# Start of Data provided

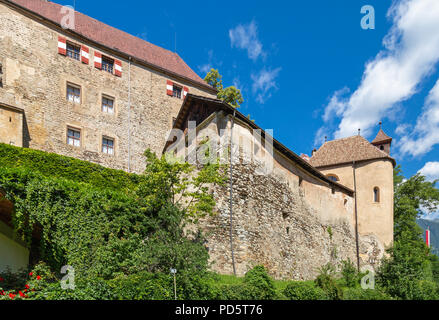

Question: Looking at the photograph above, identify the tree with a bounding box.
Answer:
[377,166,439,299]
[204,69,244,108]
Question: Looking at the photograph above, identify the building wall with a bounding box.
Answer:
[180,112,383,280]
[0,221,29,272]
[0,4,214,172]
[0,105,23,147]
[320,159,394,246]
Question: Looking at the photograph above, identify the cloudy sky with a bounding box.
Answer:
[55,0,439,217]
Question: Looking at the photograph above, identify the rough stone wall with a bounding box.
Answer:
[0,4,217,172]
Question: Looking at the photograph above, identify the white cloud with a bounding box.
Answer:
[419,161,439,182]
[229,21,265,61]
[325,0,439,138]
[398,80,439,156]
[251,68,281,104]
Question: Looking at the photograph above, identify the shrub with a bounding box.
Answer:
[244,266,277,300]
[283,282,327,300]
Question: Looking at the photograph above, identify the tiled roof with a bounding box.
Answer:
[310,135,395,167]
[8,0,210,87]
[371,129,392,144]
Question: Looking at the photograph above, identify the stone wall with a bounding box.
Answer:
[0,3,215,172]
[184,112,383,280]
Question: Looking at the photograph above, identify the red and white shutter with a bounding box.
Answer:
[58,36,67,56]
[114,60,122,77]
[166,80,174,97]
[425,228,430,248]
[94,51,102,70]
[81,46,90,64]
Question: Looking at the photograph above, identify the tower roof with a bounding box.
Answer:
[310,135,396,167]
[371,129,393,144]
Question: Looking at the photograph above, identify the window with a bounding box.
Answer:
[67,128,81,147]
[326,173,340,182]
[67,42,81,61]
[172,85,181,99]
[102,137,114,154]
[102,97,114,114]
[373,187,380,202]
[67,83,81,103]
[102,56,114,74]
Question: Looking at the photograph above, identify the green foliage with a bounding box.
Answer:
[314,263,343,300]
[204,69,244,108]
[341,259,361,288]
[283,282,328,300]
[377,166,439,300]
[343,287,392,300]
[206,266,278,300]
[0,146,227,299]
[0,143,141,190]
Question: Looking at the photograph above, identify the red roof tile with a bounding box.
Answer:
[310,135,395,168]
[8,0,210,87]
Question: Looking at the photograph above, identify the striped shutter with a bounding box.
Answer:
[166,80,174,97]
[114,60,122,77]
[81,46,90,64]
[94,51,102,70]
[58,36,67,56]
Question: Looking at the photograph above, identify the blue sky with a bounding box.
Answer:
[55,0,439,218]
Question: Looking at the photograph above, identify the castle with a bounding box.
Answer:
[0,0,395,279]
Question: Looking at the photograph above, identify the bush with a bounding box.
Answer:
[314,264,343,300]
[244,266,277,300]
[283,282,327,300]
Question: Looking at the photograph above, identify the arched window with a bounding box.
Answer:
[373,187,380,202]
[326,173,340,182]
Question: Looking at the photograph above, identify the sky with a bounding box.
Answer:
[54,0,439,218]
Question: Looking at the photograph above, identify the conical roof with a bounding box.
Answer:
[371,129,393,144]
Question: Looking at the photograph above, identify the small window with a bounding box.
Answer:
[102,137,114,155]
[102,56,114,74]
[67,128,81,147]
[67,42,81,61]
[102,97,114,114]
[172,85,181,99]
[373,187,380,202]
[67,83,81,103]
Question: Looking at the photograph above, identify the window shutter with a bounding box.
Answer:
[94,51,102,70]
[166,80,174,97]
[58,36,67,56]
[114,60,122,77]
[81,46,90,64]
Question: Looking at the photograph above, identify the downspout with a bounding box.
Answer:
[128,57,131,173]
[352,161,360,271]
[230,109,236,276]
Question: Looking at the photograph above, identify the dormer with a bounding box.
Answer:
[371,122,393,155]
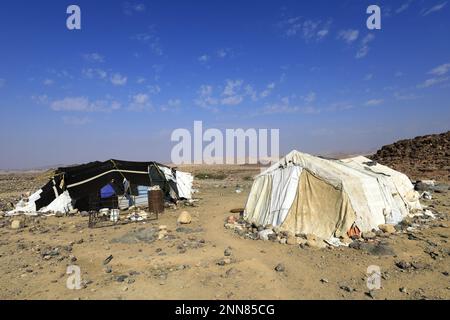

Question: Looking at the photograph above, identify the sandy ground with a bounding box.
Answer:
[0,166,450,299]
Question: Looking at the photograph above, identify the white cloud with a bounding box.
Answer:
[338,29,359,44]
[110,73,128,86]
[81,68,108,80]
[356,33,375,59]
[422,1,447,16]
[198,54,211,63]
[428,63,450,76]
[417,77,449,88]
[62,116,92,126]
[83,52,105,62]
[128,93,153,111]
[260,82,275,98]
[194,85,218,109]
[279,17,332,41]
[50,97,121,112]
[123,2,147,16]
[44,79,55,86]
[303,92,316,104]
[395,1,411,14]
[131,26,164,56]
[364,99,384,107]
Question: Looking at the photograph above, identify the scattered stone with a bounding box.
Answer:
[223,247,233,257]
[361,231,376,240]
[258,229,274,241]
[116,274,128,282]
[177,211,192,224]
[275,263,286,272]
[378,224,397,233]
[11,220,24,229]
[103,255,114,266]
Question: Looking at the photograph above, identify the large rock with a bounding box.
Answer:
[378,224,396,233]
[11,220,24,229]
[258,229,274,241]
[177,211,192,224]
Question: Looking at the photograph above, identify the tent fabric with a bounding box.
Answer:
[244,150,420,235]
[8,159,189,212]
[281,170,356,239]
[100,184,116,199]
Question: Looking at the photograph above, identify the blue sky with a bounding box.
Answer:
[0,0,450,169]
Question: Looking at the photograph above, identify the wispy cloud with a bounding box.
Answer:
[337,29,359,44]
[62,116,92,126]
[83,52,105,63]
[428,63,450,76]
[364,99,384,107]
[278,17,332,41]
[110,73,128,86]
[49,97,121,112]
[128,93,153,111]
[123,2,147,16]
[131,26,164,56]
[422,1,447,16]
[355,33,375,59]
[43,79,55,86]
[395,1,411,14]
[417,77,449,88]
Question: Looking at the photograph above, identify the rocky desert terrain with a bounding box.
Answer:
[0,138,450,300]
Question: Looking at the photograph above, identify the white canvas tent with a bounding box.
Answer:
[244,150,421,239]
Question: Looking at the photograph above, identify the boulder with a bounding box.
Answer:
[286,234,297,246]
[11,220,24,229]
[378,224,396,233]
[258,229,274,241]
[177,211,192,224]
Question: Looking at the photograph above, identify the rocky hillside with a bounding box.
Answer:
[371,131,450,181]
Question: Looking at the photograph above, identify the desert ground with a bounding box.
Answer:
[0,165,450,300]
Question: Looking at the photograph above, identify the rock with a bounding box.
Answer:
[177,211,192,224]
[227,216,237,224]
[103,255,114,266]
[158,230,167,240]
[217,258,231,266]
[414,180,435,191]
[378,224,396,233]
[258,229,274,241]
[395,260,411,270]
[223,247,233,257]
[275,263,286,272]
[286,234,297,246]
[362,231,376,240]
[11,220,24,229]
[116,274,128,282]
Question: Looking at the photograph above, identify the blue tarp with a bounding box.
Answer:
[100,184,116,199]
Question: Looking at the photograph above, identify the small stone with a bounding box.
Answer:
[275,263,286,272]
[11,220,24,229]
[223,247,233,257]
[378,224,396,233]
[177,211,192,224]
[362,231,376,240]
[103,255,114,266]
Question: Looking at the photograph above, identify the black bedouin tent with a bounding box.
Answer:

# End of Data provided

__What you should do__. Copy the records exactly, from the line containing "Question: Looking at the photograph above, identify the black" through the end of the records.

__Solution__.
Question: Looking at the photograph above, identify the black bedouin tent with a bounding box.
Answer:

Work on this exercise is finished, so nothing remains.